#### Source document
Abnormal AI Innovation: Inside the Fault-Tolerant…

Abnormal AI Innovation: Inside the Fault-Tolerant Scoring Engine

How Abnormal engineered a resilient, self-healing AI detection platform that maintains high precision even when dependencies fail.

Albert Liu, Edward Li

August 12, 2025

7 min read

In the world of high-throughput real-time data processing, the complexity needed to detect increasingly sophisticated threats is the enemy of stability. Modern detection platforms powered by AI are not monolithic applications but sprawling ecosystems of interconnected microservices. They orchestrate a constant flow of data from dozens of sources—databases, internal APIs, and third-party lookups—to enrich events and make intelligent decisions.

This creates the core challenge of partial failure and dependency. What happens when a critical service experiences an outage? What if a database that stores employee information goes down, or a service that provides domain reputation data times out? For a complex email security ML system, the options are to either shut down the detection pipeline—allowing malicious messages to hit customers' inboxes—or continue operating in a highly degraded state, where safe messages might be incorrectly filtered out of customer inboxes. As we scale our infrastructure and our web of dependencies grows, this fragility slows velocity, forcing engineers into a reactive posture of firefighting instead of focusing on innovation.

In the first post of this series, we introduced a way to explicitly model dependencies with a Signals DAG (Directed Acyclic Graph) built with our internal framework, Compass. The second post discussed how the Signals DAG was used to build high-scale aggregation systems. This post explores another critical use case for Compass: enabling system resiliency in our real-time scoring engine. The same dependency graph used for aggregate features is the key to building a truly fault-tolerant detection platform, because to gracefully handle a failure, we must first understand exactly what depends on the failing component.

The Pivot: A Paradigm Shift to Fault-Tolerant Scoring

At Abnormal AI, our mission to stop the world's most advanced email attacks requires an AI platform that operates at immense scale and with unwavering reliability. Our customers expect our protection to be always on, like a power plant. The fragility of a conventional detection pipeline is simply unacceptable when fighting a smart and dynamic human adversary. Beyond monitoring and alerts, we needed a “backup generator” for the entirety of our detection logic to gracefully handle outages.
########
#### Recorded data
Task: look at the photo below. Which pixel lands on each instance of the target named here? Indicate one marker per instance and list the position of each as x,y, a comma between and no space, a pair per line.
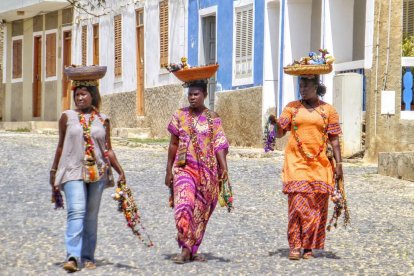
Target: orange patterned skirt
308,214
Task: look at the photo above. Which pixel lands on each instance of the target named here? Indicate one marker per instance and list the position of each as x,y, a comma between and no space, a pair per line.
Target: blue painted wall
224,36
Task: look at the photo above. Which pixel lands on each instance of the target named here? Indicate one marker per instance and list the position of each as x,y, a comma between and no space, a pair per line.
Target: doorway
37,77
66,87
209,55
140,61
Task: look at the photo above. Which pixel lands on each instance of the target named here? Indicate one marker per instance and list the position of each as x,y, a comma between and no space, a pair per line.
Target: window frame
44,58
20,79
84,51
118,77
242,5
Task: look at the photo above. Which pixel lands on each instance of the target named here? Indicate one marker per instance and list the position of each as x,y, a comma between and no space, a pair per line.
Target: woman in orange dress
308,176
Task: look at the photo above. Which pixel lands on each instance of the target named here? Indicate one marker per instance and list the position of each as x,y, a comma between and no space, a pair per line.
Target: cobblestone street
251,240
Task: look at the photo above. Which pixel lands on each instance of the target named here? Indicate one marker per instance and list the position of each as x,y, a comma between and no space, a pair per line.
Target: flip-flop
199,258
179,259
308,255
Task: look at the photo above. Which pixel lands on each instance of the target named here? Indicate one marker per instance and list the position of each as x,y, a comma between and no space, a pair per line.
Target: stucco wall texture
121,109
241,113
387,133
160,104
397,164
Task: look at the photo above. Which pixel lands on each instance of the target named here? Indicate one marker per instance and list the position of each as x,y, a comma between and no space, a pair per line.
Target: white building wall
297,41
154,75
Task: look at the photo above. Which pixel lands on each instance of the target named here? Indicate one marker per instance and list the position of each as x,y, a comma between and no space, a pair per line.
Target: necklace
308,155
86,126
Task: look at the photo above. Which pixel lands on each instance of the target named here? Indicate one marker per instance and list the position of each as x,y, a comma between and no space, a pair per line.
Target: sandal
308,254
70,266
89,265
199,258
294,254
179,259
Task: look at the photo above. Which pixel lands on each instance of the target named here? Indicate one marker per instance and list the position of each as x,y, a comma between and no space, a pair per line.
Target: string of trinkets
308,155
128,206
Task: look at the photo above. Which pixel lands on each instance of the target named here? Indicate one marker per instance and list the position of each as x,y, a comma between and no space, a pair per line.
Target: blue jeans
82,202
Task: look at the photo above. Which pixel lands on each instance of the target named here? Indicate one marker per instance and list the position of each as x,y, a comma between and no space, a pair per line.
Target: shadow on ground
104,262
207,256
284,253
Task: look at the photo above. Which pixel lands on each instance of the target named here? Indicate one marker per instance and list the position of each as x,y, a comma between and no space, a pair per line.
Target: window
118,45
84,44
17,58
96,44
164,33
408,18
243,42
51,55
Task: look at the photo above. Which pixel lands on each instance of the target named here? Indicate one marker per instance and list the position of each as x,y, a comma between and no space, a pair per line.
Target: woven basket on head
93,72
196,73
299,69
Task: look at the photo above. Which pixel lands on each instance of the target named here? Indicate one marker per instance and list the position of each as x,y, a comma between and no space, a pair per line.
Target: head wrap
77,83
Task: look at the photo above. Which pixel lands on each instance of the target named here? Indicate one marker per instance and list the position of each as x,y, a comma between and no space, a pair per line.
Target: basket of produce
311,65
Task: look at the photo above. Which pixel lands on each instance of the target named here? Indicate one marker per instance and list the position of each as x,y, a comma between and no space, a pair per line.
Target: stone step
140,133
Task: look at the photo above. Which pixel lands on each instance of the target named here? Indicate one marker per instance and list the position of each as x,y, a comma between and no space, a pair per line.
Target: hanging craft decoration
341,206
127,205
313,64
270,130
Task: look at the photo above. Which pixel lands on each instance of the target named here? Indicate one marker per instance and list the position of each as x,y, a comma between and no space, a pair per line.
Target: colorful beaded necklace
308,155
206,159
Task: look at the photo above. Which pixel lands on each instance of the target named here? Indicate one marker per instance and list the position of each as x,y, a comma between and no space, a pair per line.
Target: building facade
135,41
32,71
231,34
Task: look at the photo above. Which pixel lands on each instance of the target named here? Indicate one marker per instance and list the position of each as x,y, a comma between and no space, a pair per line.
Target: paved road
252,240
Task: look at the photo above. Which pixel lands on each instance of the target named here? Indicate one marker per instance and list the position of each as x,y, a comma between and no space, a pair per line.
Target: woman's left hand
121,178
339,174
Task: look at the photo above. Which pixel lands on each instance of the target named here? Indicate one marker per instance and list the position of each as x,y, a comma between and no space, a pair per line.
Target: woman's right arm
62,132
172,151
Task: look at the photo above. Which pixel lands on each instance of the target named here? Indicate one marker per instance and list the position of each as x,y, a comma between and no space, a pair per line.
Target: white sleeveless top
71,160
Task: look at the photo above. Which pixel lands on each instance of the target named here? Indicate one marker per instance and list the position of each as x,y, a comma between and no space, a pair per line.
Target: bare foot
182,258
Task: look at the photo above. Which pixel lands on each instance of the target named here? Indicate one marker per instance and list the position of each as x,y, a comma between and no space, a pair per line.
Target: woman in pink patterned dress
198,140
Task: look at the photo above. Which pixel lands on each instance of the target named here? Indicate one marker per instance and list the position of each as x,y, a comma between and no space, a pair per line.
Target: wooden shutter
244,42
96,44
51,55
17,58
164,33
118,45
408,18
84,45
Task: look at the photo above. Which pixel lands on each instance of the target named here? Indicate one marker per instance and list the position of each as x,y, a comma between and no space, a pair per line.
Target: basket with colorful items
184,72
313,64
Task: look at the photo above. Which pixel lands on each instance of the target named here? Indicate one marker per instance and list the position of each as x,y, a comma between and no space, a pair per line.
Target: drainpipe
########
> _Tasks to carry out_:
(a) Count the lines of the listing that contain the string "white", and give only that number.
(b) Continue the fault-tolerant scoring article after its final sentence.
The fault-tolerant scoring article and the listing come from unrelated sources.

> _Answers to each task_:
(a) 2

(b)
To solve this, we fundamentally re-architected a core piece of our infrastructure to create the Fault-Tolerant Scoring (FTS) framework. This isn't a patch or a temporary fix; it's a new, secure-by-default paradigm for our real-time detection engine. It's a cornerstone of our AI-vs-AI strategy, designed to make our defenses more robust and resilient than the attacks they are built to stop. The FTS framework ensures that even when parts of our distributed system fail, the overall system continues to function with high precision, making best-effort decisions and automatically healing itself.

How the Fault-Tolerant Scoring Framework Functions

The FTS framework is built on several core principles that work in concert to contain the "blast radius" of an outage and maintain the integrity of our detection verdicts.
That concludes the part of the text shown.